-- Assignment 1 --
In the passage on life in the West Bank, print everything from "A few years ago, in" down to "Ramallah and Jerusalem.".
-- Assignment 2 --
According to the passage on life in the West Bank, under which former Palestinian prime minister was the neoliberal economy boosted?

-- Document passage --
A few years ago, in fact, a man who worked as a butcher killed another man with a knife when he tried to get ahead of him at the Qalandia checkpoint, between Ramallah and Jerusalem.

Eventually, as it became nearly impossible for Palestinians to move between the West Bank and Gaza, most of us turned into spectators to the destruction inflicted on Gaza. What else can we do but watch? That was the troubling question that many in Ramallah posed every day during the recent attacks on Gaza. Among those asking the question were my students at Birzeit University. Discussions among the students about the situation in Palestine seem unavoidable in my classes focusing on European thinkers such as Immanuel Kant, John Locke and John Stuart Mill who examined notions such as truth, human life, liberty, equality and justice.

And when some students turn to the question “What can we do to gain such freedoms?,” the answer is normally silence, followed by confessions of helplessness and despair. But there are also confessions of selfishness. No one wishes to risk any of what they have, knowing how much they lack. More or less, my students argue that, in the past 10 years, Palestinian society has fallen prey to coveting the little, absurd privileges people have left. My students want to finish their studies, find jobs, get married, buy cars and flats, now that mortgages have been introduced by Palestinian banks. They’d rather not waste their futures fighting for a cause that is proving to be a lost one. “What had we gained from all our repeated intifadas?” some ask. The quest for national liberation, which many have lost hope in, is now eclipsed by the quest for personal, mostly economic, gains.

In the past decade, the West Bank has been pumped with private and international funds aimed at creating small businesses and building a bureaucratic authority with many employees who are hardly productive. Not much can be done, after all, without full freedom and an end to the Israeli occupation; their work is limited to a few cities and does not exceed what a municipality does in other countries. Still, those funds have created thousands of jobs, whereby employees get salaries in spite of their redundancy and dysfunctionality (or maybe they get such salaries to be dysfunctional). But with salaries, these workers can secure loans to buy cars and flats. These days, you hardly meet someone in the West Bank without a loan tying him or her to a bank for a few years. This is one of the main contributions of the Oslo Accords: the introduction of a neoliberal economy, boosted during the term of former Palestinian prime minister Salam Fayyad.

-- Excerpted data --
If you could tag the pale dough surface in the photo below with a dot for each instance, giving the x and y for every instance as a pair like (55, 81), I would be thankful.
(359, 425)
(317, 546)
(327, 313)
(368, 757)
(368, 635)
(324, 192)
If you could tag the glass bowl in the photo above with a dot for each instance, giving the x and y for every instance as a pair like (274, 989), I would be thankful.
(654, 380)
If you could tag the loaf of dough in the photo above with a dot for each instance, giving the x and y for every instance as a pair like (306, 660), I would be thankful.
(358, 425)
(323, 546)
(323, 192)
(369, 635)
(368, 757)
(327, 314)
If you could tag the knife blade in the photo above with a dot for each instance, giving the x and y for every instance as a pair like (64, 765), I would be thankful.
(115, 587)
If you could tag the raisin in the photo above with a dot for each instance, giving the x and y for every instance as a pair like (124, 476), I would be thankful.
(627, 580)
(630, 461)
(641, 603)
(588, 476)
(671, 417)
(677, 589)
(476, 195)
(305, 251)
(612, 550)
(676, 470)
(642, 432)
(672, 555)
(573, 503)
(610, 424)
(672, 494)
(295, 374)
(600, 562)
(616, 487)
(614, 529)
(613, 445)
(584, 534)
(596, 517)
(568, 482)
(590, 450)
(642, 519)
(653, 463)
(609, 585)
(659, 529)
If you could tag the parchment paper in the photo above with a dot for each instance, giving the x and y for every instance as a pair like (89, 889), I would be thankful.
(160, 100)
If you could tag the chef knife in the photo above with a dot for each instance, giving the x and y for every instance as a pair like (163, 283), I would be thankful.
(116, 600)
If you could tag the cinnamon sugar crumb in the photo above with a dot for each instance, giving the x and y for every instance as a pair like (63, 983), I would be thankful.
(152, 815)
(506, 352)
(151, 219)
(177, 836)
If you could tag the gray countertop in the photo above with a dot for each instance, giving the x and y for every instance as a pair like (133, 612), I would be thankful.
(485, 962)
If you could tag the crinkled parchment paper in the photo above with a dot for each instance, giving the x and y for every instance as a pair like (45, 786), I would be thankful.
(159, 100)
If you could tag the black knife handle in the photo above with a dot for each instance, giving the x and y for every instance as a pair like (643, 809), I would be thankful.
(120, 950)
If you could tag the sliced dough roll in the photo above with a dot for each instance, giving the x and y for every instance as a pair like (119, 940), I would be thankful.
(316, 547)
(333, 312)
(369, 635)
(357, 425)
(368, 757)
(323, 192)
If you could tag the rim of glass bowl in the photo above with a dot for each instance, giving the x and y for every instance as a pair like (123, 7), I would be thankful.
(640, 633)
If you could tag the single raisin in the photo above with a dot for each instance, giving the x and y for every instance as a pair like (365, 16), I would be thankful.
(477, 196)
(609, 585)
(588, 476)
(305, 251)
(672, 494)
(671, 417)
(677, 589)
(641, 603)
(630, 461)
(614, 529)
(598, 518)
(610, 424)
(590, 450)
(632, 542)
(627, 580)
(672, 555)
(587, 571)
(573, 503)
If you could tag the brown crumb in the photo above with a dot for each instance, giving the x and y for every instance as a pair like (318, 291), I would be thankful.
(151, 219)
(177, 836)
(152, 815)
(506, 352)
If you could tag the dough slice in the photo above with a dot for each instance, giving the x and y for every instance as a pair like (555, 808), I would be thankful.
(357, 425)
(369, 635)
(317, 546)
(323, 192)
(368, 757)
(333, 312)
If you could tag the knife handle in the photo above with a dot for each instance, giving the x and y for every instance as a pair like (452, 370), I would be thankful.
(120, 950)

-- Response box 1 --
A few years ago, in fact, a man who worked as a butcher killed another man with a knife when he tried to get ahead of him at the Qalandia checkpoint, between Ramallah and Jerusalem.

-- Response box 2 --
Salam Fayyad